* **Parts of the exercise**
1. In the article on Vectorworks and NVIDIA Omniverse, what is Dave Donley's title?
2. From the article on Vectorworks and NVIDIA Omniverse, return everything from "Network Effects for" down to "over four decades.", word for word.
3. Extend the article on Vectorworks and NVIDIA Omniverse, picking up right after its final sentence.
___ Page extract
VECTORWORKS IS ONE OF THE FIRST Nemetschek Group companies to embrace the NVIDIA Omniverse with an Omniverse Connector. More are sure to come, but for now, Dave Donley, Senior Director of Rendering and Research of Vectorworks, Inc., tells Architosh that its users will find their favorite CAD/BIM tools of choice will rapidly expand with new workflow options.
Network Effects for All?
Typically so-called “network effects” accrue around a market share leader, leaving the crowd chasing that leader to compete by offering creative core innovations and more value in exchange for the benefits of the expanding network. It’s a story in the technology industry that has been well-worn for over four decades.
But this time, NVIDIA—known as a semiconductor (chip) company and a leader in GPUs (graphics processing units)—has positioned itself and its Omniverse technology as a solution for removing data silos across numerous industries, including AEC/O, manufacturing, and landscape.
“I think there are many stories,” says Dave Donley, speaking about how Omniverse will positively impact Vectorworks. “One story is—if you look at the chart of [Omniverse] Connectors—you see a ‘multiplication factor.’ The combinations that you can produce using the 100 or so plugins that connect to Omniverse today are a bit of a ‘choose-your-own-adventure.’ We are looking at a heady future with Omniverse.”
Donley is right. NVIDIA’s Omniverse is expanding exponentially, with more and more industry software tools forming connections to it so that their users can leverage the power of the Omniverse.
______
___ Exercise data
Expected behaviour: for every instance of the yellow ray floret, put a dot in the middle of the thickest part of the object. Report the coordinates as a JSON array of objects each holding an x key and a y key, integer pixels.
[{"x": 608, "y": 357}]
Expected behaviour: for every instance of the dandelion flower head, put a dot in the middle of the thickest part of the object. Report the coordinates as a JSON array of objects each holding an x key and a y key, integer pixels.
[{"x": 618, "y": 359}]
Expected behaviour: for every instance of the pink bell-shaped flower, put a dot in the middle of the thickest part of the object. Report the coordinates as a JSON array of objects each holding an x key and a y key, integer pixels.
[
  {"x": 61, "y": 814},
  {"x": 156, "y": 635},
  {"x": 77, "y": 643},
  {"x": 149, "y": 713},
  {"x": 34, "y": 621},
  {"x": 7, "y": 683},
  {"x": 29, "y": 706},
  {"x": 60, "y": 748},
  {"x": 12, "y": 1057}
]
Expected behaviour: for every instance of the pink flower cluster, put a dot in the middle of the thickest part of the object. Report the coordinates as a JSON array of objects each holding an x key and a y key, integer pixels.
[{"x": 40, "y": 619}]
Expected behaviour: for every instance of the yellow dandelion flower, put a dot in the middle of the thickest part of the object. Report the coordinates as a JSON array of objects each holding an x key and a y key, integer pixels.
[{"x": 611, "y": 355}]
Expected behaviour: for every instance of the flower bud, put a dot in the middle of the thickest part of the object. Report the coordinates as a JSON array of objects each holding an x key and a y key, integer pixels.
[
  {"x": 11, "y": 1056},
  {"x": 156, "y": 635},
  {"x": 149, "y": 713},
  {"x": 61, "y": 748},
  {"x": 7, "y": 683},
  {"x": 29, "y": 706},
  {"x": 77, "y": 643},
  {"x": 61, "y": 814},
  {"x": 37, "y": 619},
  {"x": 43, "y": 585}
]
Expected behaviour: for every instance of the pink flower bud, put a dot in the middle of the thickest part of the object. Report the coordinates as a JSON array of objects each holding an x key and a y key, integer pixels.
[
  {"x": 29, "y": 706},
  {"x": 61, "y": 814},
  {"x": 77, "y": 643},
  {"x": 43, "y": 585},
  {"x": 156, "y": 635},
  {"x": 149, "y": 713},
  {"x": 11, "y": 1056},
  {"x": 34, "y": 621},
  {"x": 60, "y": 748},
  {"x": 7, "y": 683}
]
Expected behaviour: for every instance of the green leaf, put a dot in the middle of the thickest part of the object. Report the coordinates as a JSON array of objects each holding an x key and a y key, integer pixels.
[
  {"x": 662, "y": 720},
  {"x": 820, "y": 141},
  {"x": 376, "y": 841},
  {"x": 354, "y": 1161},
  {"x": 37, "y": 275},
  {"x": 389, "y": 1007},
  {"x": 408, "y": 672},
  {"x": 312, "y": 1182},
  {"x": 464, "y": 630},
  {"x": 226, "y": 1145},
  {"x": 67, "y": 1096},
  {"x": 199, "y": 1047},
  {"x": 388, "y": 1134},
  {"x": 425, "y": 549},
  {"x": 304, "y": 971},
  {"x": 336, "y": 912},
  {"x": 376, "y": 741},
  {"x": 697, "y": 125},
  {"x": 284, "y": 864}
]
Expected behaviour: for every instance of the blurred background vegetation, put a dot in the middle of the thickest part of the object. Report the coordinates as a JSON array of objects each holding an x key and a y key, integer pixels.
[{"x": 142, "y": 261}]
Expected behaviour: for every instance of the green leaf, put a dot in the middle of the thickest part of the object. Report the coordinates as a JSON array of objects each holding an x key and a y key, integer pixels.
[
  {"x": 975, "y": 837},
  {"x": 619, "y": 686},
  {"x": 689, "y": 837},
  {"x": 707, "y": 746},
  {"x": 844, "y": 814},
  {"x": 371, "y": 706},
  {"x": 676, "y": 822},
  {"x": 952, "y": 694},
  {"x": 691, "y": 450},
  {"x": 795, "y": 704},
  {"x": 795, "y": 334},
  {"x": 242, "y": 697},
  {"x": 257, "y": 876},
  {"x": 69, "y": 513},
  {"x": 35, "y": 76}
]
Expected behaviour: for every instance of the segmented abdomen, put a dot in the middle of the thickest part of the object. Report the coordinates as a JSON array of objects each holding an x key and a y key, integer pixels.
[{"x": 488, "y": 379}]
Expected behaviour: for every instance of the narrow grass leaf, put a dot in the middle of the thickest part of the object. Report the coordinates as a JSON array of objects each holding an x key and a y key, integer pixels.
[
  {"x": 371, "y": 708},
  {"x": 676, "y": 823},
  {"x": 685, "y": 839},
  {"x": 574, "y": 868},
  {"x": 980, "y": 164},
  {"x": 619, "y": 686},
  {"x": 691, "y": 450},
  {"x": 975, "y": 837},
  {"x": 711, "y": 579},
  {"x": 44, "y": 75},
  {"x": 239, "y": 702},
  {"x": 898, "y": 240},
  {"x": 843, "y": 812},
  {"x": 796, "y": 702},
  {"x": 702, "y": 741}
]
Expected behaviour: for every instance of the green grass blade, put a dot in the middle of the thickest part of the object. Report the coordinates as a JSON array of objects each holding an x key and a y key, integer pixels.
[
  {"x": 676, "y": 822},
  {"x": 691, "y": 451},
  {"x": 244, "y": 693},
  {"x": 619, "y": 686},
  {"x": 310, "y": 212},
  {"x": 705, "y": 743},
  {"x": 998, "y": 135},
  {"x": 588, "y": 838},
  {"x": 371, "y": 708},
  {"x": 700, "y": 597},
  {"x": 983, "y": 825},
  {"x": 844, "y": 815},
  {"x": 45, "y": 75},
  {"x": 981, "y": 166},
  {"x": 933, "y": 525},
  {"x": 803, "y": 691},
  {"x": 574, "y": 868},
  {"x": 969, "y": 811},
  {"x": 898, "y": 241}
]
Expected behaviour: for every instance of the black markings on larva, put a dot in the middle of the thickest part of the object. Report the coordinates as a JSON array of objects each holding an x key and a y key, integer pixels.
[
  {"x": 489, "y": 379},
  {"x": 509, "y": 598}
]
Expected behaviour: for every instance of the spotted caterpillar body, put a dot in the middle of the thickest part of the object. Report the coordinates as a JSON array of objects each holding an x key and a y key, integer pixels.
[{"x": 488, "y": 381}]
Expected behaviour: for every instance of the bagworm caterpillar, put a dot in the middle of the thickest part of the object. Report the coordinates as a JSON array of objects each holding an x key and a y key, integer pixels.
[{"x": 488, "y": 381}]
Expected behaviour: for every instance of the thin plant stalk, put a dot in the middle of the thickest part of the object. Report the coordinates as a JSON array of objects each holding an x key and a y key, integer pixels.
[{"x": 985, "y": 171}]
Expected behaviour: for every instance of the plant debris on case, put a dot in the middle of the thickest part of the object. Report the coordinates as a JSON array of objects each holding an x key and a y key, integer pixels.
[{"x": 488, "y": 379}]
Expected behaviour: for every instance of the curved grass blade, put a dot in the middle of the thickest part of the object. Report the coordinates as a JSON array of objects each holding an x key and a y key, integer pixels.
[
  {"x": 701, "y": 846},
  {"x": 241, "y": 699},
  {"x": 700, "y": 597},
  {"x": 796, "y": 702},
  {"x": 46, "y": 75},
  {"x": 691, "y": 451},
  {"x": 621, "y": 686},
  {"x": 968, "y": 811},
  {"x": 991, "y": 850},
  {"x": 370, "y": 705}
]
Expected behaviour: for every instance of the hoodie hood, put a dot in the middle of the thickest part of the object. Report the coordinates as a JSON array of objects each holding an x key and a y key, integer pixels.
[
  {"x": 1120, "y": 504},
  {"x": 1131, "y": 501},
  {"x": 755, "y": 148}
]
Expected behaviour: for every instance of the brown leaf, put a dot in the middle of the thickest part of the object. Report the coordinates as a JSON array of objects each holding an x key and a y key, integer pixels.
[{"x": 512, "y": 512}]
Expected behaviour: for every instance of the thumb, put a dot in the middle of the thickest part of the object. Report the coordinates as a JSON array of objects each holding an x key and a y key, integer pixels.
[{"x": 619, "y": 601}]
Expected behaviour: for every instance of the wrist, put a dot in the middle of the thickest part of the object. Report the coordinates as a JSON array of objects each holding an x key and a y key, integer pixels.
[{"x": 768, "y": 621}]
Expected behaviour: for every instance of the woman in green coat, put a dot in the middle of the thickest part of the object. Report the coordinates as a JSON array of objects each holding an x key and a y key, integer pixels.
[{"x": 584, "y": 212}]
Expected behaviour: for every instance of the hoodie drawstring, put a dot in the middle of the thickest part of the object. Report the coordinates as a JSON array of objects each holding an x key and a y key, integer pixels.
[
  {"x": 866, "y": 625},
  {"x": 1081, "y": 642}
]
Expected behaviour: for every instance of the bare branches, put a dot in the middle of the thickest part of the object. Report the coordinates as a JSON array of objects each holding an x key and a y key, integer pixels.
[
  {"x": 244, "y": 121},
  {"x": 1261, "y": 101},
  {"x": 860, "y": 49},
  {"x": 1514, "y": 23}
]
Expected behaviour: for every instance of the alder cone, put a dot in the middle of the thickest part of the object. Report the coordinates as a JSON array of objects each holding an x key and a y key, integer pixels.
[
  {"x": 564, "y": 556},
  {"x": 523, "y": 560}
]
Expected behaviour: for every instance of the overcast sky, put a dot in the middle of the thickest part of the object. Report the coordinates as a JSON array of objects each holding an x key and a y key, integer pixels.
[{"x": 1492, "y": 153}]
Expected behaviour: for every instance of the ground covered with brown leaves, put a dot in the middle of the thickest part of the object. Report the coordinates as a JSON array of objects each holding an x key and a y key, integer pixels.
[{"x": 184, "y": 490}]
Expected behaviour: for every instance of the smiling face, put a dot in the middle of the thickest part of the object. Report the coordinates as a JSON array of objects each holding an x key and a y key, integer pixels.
______
* **Answers per task**
1. Senior Director of Rendering and Research of Vectorworks, Inc.

2.
Network Effects for All?
Typically so-called “network effects” accrue around a market share leader, leaving the crowd chasing that leader to compete by offering creative core innovations and more value in exchange for the benefits of the expanding network. It’s a story in the technology industry that has been well-worn for over four decades.

3.
The Omniverse, Explained
For the uninitiated, NVIDIA’s Omniverse is a virtual collaboration platform based on a robust open standard known as USD (Universal Scene Description) created by Pixar Animation Studios. We will get into the power of USD further down the article, but it is essential to unpack the Omniverse for now. Omniverse is NVIDIA’s name for its metaverse platform and technologies.
The combinations that you can produce using the 100 or so plugins that connect to Omniverse today are a bit of a ‘choose-your-own-adventure.’ We are looking at a heady future with Omniverse.
With the Omniverse, designers, architects, engineers, and others can work together on complex 3D models and simulations in real-time. It does this by functioning as a hub at the center of a set of software technologies that enable individuals and teams to collaborate using their favorite software tools. An architect could use BIM tool A, a structural engineer uses a structural BIM tool, a civil engineer uses their 3D CAD tool, while an interior designer and landscape architect use their favorite tools. And yet, magically, everyone can collaborate on a single federated model because each software can communicate with the Omniverse.
The technical underpinnings of the Omniverse are explained here in this Architosh article dedicated to the topic. The critical point is that the Omniverse is fundamentally an “open” technology that de-silos tools and data, similarly to Zoom de-siloing people and teams during the global pandemic.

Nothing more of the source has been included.